▶ Source extract
Connections from Recurrent Layer to Output Layer (`self.r2o`)#

Linear Layer:
- Function: Transfers output signals from the recurrent layer to the output layer.
- Parameters:
  - num_rec: Number of neurons in the recurrent layer.
  - num_out: Number of neurons in the output layer.
  - w_init: Weight initialization method, also using Kaiming Normal initialization.

Output Layer (`self.o`)#

Exponential Decay Layer:
- Function: Simulates the decay behavior of output layer signals over time.
- Parameters:
  - num_out: Number of neurons in the output layer.
  - tau: Time constant for decay, set to 10 ms here.
  - g_initializer: Initial value for output current set to zero.

class SNN(brainstate.nn.DynamicsGroup):
    def __init__(self, num_in, num_rec, num_out):
        # Initialize the parent class DynamicsGroup
        super(SNN, self).__init__()

        # Parameter definitions
        self.num_in = num_in   # Number of neurons in the input layer
        self.num_rec = num_rec # Number of neurons in the recurrent layer
        self.num_out = num_out # Number of neurons in the output layer

        # Define connections from the input layer to the recurrent layer (synapse: i->r)

▶ Listed records

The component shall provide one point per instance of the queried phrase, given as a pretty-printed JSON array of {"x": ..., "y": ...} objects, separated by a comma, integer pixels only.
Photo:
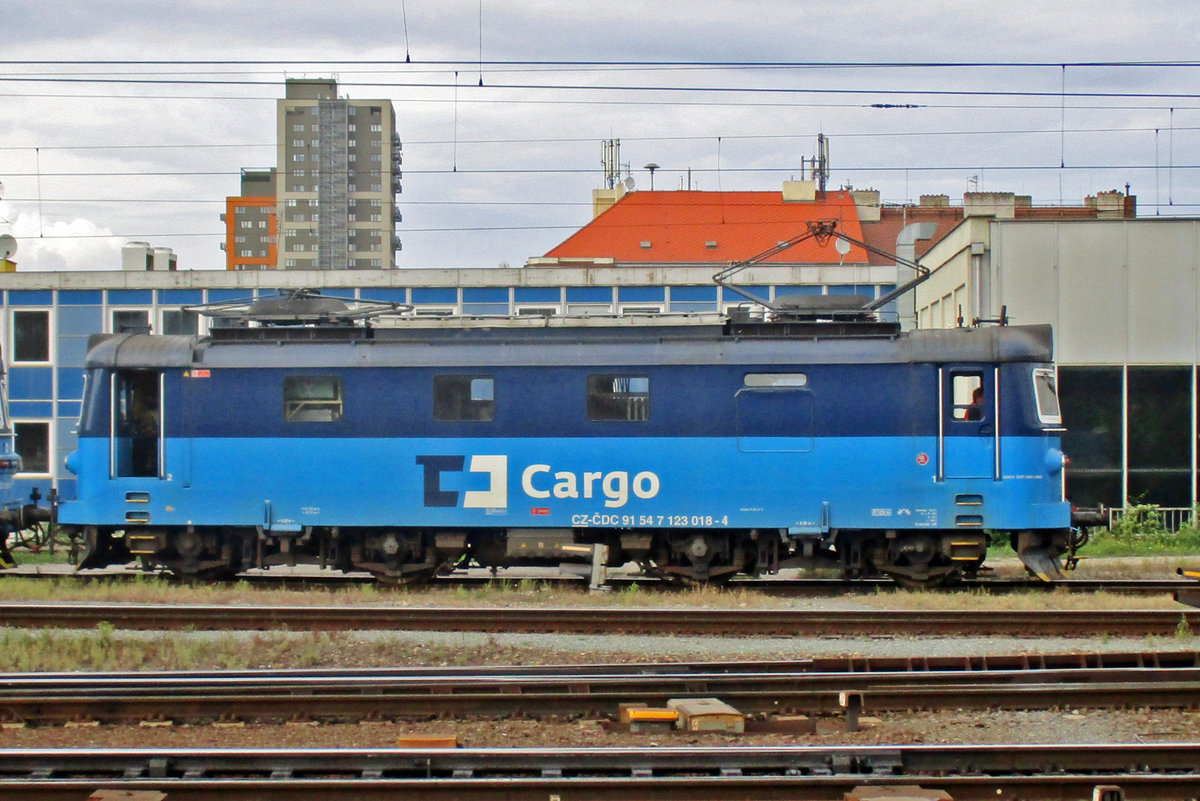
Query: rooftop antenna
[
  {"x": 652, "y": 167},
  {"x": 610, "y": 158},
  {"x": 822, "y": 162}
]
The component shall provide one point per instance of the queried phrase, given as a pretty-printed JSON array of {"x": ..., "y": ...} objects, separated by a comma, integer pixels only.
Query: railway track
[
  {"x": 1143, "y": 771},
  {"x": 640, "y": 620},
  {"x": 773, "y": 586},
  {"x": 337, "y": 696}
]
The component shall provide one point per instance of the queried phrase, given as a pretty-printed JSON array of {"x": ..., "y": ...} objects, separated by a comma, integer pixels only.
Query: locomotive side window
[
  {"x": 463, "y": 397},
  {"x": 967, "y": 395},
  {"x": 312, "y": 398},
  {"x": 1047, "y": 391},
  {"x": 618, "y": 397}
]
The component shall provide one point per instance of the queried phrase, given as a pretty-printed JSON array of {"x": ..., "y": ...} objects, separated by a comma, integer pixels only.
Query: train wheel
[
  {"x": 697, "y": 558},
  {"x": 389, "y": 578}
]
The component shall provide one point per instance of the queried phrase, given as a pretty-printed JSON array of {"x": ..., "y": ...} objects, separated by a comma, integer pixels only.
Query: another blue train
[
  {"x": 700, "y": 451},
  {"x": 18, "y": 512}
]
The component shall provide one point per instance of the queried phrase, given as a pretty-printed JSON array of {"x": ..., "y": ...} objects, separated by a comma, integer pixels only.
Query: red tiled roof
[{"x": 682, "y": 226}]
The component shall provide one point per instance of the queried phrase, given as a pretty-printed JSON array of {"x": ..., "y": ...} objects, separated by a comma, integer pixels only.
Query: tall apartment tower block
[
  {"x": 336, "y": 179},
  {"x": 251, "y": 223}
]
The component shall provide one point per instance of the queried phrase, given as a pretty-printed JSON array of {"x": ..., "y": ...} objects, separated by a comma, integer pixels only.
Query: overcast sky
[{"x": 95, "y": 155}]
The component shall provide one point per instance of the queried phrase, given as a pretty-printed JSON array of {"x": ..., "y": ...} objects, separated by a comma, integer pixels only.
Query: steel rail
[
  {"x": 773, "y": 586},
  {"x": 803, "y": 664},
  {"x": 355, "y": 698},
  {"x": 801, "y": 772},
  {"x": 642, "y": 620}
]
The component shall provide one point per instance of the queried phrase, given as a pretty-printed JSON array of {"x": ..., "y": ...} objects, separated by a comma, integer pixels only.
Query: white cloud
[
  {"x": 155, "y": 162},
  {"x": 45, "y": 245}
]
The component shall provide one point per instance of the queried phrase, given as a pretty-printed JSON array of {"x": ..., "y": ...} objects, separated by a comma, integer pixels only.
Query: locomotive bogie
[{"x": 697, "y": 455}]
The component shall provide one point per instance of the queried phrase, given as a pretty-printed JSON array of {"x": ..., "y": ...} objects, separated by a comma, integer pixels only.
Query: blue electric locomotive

▶ Task statement
Duplicate word for word everything in the spiking neural network excerpt above from "Connections from Recurrent" down to "to the output layer.".

▶ Task result
Connections from Recurrent Layer to Output Layer (`self.r2o`)#

Linear Layer:
- Function: Transfers output signals from the recurrent layer to the output layer.